-- EXERCISE GOAL --
Copy the listing lines starting at the line containing "Keypoint placement rule: for each instance of the overcast" and ending at the line containing "(1070, 102)", replacing "overcast sky" with "cloudy sky" and leaving everything else unchanged.

Dataset records on object locations:
::::::::::

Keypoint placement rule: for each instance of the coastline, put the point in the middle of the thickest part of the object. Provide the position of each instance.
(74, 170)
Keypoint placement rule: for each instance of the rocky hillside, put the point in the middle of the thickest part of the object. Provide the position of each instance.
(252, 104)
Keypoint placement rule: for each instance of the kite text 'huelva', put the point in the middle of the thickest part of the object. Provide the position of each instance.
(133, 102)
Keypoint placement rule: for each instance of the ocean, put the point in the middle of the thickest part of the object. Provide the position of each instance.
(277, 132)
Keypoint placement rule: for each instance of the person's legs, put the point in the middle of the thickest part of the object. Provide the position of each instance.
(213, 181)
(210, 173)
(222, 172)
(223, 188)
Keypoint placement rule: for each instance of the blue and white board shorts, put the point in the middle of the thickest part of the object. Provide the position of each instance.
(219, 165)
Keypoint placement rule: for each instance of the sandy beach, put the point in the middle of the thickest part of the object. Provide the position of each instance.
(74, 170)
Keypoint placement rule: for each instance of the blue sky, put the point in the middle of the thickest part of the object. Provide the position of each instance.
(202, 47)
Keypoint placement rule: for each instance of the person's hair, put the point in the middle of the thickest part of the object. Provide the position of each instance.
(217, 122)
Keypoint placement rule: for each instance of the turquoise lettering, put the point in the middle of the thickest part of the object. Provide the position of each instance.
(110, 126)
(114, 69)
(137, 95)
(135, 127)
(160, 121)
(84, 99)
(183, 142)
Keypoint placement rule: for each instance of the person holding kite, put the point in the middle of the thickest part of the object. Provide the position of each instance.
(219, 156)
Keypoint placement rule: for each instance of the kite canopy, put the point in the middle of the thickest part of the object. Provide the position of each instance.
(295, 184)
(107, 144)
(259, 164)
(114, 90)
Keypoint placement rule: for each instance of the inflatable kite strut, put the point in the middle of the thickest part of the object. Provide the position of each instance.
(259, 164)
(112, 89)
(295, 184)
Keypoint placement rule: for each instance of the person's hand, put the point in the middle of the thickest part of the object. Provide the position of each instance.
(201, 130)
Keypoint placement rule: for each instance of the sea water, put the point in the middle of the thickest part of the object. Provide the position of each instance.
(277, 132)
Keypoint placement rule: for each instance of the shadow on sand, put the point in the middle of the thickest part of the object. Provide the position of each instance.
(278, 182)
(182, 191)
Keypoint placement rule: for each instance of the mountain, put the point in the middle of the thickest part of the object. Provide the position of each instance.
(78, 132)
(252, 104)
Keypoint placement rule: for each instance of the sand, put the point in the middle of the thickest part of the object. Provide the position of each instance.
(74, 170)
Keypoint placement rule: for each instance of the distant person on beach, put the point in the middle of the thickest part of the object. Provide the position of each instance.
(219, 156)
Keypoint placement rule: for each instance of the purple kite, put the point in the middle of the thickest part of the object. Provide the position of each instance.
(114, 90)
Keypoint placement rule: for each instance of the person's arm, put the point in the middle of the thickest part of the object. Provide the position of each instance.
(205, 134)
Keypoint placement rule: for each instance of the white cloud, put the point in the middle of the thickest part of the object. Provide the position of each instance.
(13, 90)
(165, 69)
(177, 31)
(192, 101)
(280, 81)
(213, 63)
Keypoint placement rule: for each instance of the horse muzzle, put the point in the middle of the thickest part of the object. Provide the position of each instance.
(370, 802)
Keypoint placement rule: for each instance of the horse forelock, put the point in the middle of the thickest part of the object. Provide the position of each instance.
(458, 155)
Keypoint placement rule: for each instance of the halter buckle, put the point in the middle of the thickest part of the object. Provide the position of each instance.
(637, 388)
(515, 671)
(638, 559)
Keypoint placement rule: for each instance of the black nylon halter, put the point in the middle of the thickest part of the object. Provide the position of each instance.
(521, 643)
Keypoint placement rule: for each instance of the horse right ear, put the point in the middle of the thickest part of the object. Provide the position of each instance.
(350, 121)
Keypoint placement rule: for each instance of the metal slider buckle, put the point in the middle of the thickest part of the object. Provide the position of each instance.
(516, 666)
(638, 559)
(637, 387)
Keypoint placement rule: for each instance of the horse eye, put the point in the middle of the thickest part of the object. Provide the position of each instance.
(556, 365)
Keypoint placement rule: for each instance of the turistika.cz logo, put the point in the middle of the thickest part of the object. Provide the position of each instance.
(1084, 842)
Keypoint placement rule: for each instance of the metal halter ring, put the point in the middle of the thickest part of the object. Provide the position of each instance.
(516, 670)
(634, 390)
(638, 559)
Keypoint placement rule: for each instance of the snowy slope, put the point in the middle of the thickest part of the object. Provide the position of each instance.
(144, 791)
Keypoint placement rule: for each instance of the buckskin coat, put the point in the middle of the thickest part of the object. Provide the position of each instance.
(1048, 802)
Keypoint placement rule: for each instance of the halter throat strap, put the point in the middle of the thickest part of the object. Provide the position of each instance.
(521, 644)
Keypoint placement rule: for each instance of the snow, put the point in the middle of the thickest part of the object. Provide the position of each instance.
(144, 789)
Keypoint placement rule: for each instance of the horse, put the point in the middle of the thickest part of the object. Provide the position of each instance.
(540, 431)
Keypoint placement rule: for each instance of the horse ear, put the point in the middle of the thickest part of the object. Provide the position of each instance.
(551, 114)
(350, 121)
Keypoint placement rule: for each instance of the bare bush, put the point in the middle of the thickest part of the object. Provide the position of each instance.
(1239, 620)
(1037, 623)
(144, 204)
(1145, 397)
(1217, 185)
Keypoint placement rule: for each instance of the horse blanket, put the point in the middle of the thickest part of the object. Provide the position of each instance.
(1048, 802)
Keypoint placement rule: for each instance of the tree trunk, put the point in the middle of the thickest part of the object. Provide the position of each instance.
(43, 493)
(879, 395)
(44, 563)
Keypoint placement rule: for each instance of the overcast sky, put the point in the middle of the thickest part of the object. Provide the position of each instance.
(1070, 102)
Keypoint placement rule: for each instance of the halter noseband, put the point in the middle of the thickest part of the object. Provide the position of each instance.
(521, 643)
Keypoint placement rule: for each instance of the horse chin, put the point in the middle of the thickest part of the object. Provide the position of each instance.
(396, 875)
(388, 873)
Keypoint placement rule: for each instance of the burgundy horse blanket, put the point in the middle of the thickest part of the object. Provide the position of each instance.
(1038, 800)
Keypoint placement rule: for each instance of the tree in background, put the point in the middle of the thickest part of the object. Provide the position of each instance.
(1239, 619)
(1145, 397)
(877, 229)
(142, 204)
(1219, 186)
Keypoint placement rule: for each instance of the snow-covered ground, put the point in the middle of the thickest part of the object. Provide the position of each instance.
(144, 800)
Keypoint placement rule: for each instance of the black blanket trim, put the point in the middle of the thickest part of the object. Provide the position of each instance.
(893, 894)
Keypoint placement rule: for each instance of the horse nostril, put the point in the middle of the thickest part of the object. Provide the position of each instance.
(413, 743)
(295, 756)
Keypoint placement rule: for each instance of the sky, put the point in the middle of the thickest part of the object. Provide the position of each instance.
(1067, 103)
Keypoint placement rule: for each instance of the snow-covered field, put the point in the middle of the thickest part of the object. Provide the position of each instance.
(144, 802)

::::::::::

-- FINAL ANSWER --
Keypoint placement rule: for each instance of the cloudy sky, put the point in the middle of the thickest part of the object. Provide the position of each instance.
(1070, 102)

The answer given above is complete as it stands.